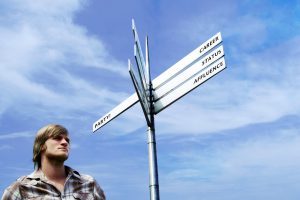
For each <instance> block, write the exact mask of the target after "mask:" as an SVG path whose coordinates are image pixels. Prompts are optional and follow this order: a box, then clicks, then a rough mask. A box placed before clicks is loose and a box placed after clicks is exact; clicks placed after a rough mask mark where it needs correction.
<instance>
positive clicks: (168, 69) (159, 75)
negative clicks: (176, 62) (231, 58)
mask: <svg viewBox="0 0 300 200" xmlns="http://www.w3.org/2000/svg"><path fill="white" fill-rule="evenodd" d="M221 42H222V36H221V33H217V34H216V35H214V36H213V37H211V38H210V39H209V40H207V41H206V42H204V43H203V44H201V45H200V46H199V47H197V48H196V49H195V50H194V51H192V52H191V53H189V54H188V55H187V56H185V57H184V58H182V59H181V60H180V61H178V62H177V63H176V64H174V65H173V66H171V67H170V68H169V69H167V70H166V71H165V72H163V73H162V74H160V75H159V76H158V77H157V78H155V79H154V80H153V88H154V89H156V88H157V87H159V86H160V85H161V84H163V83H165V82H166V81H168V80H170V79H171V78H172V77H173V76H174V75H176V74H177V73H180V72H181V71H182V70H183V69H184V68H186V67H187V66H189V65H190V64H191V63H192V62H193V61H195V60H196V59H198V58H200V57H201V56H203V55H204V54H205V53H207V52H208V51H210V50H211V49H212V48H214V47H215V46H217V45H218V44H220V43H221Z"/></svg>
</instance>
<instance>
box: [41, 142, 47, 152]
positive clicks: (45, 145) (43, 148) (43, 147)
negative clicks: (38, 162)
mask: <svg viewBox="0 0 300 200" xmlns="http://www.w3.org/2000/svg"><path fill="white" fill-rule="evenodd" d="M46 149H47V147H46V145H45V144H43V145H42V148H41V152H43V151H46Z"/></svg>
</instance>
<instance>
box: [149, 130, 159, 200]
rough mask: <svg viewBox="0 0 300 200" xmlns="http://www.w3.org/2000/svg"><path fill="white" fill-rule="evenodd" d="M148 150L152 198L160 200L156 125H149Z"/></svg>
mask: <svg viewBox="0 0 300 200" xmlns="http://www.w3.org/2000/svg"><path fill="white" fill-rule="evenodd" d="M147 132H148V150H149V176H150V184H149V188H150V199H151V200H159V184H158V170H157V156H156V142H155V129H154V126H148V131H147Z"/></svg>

# # #

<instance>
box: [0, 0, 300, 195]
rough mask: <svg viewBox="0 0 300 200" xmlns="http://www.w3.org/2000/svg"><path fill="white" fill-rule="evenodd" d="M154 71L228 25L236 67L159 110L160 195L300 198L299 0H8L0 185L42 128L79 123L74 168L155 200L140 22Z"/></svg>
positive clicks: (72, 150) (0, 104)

# # #

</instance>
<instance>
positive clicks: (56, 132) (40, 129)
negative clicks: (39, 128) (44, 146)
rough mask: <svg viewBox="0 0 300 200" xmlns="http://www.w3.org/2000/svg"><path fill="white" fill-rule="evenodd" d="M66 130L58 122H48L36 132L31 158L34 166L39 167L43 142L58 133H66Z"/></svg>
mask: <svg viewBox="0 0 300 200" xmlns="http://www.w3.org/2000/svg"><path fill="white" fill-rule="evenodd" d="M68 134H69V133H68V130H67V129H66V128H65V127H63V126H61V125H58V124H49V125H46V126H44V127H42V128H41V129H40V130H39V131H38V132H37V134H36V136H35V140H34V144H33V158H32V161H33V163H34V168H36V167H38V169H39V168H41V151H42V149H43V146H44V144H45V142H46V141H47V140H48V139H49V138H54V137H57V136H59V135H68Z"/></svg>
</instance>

# # #

→ **INSTRUCTION**
Pull out each line of the data above that contains the string "xmlns". Case counts.

→ **TASK OUTPUT**
mask: <svg viewBox="0 0 300 200" xmlns="http://www.w3.org/2000/svg"><path fill="white" fill-rule="evenodd" d="M221 42H222V36H221V33H217V34H216V35H214V36H213V37H211V38H210V39H209V40H207V41H206V42H204V43H203V44H201V45H200V46H199V47H197V48H196V49H195V50H194V51H192V52H191V53H189V54H188V55H187V56H185V57H184V58H182V59H181V60H180V61H178V62H177V63H176V64H174V65H173V66H171V67H170V68H169V69H167V70H166V71H165V72H163V73H162V74H160V75H159V76H158V77H157V78H155V79H154V80H153V88H154V89H156V88H157V87H159V86H160V85H161V84H163V83H165V82H166V81H168V80H170V79H171V78H172V77H173V76H174V75H176V74H177V73H180V72H181V71H182V70H183V69H184V68H186V67H187V66H189V65H190V64H191V63H192V62H193V61H195V60H196V59H198V58H200V57H201V56H203V55H204V54H205V53H207V52H208V51H210V50H211V49H212V48H214V47H215V46H217V45H218V44H220V43H221Z"/></svg>
mask: <svg viewBox="0 0 300 200" xmlns="http://www.w3.org/2000/svg"><path fill="white" fill-rule="evenodd" d="M46 149H47V147H46V145H45V144H43V145H42V148H41V152H43V151H46Z"/></svg>
rough mask: <svg viewBox="0 0 300 200" xmlns="http://www.w3.org/2000/svg"><path fill="white" fill-rule="evenodd" d="M148 150L152 198L160 200L156 125H149Z"/></svg>
mask: <svg viewBox="0 0 300 200" xmlns="http://www.w3.org/2000/svg"><path fill="white" fill-rule="evenodd" d="M147 132H148V150H149V176H150V184H149V188H150V199H151V200H159V184H158V170H157V156H156V142H155V129H154V126H148V131H147Z"/></svg>
rough mask: <svg viewBox="0 0 300 200" xmlns="http://www.w3.org/2000/svg"><path fill="white" fill-rule="evenodd" d="M154 71L228 25L236 67L159 110L160 195L300 198L299 0H8L0 185L42 128L79 123L74 168L155 200L140 22Z"/></svg>
rough mask: <svg viewBox="0 0 300 200" xmlns="http://www.w3.org/2000/svg"><path fill="white" fill-rule="evenodd" d="M66 130L58 122H48L36 132L31 158L34 166L39 167L43 142L58 133H66Z"/></svg>
mask: <svg viewBox="0 0 300 200" xmlns="http://www.w3.org/2000/svg"><path fill="white" fill-rule="evenodd" d="M68 134H69V133H68V130H67V129H66V128H65V127H63V126H61V125H58V124H49V125H46V126H44V127H42V128H41V129H40V130H39V131H38V132H37V134H36V136H35V140H34V144H33V158H32V161H33V163H34V168H36V167H38V169H39V168H41V151H42V149H43V146H44V144H45V142H46V141H47V140H48V139H49V138H54V137H57V136H59V135H68Z"/></svg>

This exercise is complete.